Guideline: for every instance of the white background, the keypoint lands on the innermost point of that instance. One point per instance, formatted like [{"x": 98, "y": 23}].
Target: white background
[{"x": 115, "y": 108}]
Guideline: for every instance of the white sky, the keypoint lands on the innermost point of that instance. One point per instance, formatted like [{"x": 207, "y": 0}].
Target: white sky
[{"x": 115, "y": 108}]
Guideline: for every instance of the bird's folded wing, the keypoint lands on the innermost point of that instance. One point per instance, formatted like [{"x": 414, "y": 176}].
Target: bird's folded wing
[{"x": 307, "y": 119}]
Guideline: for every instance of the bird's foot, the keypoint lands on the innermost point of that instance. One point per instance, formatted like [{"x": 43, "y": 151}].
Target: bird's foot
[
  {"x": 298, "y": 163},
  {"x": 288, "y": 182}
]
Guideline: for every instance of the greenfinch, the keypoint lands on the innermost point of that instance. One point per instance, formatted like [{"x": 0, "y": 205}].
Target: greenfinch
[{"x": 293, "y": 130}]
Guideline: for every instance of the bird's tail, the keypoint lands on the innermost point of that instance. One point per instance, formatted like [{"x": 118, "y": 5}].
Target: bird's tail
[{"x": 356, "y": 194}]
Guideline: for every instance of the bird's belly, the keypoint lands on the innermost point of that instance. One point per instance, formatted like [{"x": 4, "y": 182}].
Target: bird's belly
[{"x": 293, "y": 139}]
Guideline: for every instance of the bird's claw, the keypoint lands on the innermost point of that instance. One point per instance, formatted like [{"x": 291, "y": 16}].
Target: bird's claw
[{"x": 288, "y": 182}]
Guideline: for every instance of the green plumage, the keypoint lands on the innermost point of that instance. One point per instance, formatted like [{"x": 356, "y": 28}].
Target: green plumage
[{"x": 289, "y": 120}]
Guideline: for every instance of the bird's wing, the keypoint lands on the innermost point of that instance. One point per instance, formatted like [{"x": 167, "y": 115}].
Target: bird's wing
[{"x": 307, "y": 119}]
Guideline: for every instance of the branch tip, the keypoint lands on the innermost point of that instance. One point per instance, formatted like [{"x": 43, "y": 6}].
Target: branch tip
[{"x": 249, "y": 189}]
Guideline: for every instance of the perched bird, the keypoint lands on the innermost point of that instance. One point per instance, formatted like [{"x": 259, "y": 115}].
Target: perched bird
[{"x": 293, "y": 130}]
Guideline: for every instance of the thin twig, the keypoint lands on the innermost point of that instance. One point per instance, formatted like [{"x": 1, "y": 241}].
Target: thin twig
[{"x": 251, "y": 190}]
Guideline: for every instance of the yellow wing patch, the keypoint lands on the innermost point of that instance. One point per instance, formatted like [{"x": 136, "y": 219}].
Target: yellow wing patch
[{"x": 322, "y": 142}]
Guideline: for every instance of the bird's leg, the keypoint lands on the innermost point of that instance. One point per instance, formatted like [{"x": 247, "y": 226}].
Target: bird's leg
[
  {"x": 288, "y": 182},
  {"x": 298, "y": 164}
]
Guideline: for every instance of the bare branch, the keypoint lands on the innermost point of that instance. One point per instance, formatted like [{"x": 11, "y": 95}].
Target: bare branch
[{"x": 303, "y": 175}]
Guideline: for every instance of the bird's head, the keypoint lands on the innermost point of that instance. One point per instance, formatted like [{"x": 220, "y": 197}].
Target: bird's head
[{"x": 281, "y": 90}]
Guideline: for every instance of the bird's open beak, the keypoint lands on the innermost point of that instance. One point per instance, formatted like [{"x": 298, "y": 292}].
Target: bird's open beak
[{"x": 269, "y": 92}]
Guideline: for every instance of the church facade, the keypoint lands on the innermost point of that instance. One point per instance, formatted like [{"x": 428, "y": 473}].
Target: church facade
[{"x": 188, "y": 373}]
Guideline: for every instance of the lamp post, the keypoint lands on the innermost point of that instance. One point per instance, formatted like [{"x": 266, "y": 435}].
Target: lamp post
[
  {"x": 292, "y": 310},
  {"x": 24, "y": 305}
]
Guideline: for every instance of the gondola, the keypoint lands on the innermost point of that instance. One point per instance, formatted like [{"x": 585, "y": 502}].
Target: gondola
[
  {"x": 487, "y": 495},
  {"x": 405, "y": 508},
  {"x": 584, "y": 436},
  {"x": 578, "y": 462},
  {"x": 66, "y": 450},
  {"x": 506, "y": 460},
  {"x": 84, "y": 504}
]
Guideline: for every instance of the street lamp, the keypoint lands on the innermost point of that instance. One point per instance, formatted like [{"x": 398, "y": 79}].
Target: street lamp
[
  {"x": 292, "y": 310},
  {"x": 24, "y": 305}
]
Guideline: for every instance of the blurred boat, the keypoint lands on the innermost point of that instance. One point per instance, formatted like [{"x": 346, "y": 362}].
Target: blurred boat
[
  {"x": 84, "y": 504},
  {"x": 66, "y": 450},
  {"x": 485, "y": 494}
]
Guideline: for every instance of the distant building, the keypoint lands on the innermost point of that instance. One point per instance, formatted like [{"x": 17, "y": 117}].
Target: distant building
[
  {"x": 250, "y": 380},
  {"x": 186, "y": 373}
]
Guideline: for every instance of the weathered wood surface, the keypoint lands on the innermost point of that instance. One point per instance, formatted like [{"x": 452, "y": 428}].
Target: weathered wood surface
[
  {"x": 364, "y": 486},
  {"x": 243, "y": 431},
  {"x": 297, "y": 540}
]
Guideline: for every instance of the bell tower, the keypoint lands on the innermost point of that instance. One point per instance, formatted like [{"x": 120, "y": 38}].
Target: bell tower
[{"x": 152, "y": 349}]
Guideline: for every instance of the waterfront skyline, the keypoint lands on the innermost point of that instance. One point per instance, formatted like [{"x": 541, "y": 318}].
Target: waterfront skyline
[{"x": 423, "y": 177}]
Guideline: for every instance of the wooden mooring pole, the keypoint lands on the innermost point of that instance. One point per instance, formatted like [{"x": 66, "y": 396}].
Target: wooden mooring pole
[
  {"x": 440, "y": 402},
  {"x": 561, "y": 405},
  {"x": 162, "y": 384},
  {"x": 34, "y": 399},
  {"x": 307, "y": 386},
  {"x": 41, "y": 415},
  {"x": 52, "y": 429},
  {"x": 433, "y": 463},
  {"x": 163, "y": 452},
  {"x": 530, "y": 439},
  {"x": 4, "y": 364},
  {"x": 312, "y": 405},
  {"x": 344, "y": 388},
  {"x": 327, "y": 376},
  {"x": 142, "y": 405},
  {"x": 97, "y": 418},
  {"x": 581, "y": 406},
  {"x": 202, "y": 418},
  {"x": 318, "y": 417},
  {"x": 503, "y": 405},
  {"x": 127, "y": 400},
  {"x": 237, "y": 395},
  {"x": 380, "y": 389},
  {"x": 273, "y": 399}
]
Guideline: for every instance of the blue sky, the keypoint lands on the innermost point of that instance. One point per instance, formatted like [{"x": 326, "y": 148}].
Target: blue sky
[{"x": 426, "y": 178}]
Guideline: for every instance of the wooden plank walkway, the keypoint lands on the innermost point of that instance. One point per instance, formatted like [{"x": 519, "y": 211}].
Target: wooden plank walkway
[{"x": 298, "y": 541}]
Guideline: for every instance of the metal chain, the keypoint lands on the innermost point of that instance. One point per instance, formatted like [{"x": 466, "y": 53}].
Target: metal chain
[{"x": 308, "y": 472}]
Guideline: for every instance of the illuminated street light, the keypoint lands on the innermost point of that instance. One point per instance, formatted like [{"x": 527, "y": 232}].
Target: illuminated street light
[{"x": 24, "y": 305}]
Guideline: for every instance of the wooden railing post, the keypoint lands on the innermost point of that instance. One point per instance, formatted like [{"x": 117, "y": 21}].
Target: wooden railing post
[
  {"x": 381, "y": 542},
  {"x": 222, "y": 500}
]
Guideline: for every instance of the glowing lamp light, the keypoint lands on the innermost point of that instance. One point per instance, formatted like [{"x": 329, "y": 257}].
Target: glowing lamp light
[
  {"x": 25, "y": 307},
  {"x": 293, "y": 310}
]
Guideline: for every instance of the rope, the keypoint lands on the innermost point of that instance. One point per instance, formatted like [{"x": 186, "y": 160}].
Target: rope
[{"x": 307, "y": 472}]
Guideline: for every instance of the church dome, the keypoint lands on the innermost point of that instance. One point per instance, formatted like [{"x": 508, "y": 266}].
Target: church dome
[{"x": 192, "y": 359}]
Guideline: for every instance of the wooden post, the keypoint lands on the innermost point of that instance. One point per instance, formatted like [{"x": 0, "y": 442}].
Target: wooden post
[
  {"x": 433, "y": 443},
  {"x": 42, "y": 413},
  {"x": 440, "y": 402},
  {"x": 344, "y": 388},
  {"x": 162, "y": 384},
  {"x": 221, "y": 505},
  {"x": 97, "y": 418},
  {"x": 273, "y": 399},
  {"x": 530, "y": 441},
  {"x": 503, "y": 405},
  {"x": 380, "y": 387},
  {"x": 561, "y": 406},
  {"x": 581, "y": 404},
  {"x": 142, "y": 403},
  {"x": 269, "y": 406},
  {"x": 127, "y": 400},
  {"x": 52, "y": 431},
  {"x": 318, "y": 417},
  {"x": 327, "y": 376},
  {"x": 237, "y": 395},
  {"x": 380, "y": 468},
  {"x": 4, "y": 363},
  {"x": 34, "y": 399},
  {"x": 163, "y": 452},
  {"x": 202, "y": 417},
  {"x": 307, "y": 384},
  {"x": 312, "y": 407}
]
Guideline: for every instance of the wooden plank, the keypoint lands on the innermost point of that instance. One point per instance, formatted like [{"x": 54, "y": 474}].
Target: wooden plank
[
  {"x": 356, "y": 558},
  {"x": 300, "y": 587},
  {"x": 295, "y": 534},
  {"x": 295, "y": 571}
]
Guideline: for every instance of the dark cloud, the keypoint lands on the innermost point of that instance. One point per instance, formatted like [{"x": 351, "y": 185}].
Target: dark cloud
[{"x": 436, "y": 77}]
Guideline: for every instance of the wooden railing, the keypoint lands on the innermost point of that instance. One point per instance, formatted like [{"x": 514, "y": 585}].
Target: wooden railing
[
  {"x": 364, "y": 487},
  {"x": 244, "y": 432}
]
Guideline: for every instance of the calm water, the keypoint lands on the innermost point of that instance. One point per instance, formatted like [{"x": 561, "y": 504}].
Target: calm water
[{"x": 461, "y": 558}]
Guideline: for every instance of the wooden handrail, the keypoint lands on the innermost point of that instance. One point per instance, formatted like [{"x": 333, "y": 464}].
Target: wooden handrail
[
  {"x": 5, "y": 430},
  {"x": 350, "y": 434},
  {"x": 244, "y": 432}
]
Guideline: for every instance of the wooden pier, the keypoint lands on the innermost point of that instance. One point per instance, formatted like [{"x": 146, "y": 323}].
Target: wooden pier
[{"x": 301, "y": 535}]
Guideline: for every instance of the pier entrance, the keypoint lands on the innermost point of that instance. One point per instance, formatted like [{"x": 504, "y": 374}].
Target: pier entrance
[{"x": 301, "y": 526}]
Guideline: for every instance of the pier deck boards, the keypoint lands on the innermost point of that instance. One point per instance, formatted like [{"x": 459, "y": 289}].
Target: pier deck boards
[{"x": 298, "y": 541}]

▬▬▬▬▬▬▬▬▬▬

BRIEF ▸ Using the entries above, output exactly the lines between the line holding "Guideline: for every instance of the pier entrance, the" and the line holding "Guideline: for every instance of the pier deck", end lines included, and nothing more.

ANSWER SECTION ▸
Guideline: for every instance of the pier entrance, the keypoint lands on the innermost point of that instance. One point per instance, formatted like [{"x": 504, "y": 374}].
Target: pier entrance
[{"x": 301, "y": 526}]
Guideline: for every instance of the pier deck boards, the keypoint lands on the innermost point of that instance. One point per instance, formatted like [{"x": 459, "y": 289}].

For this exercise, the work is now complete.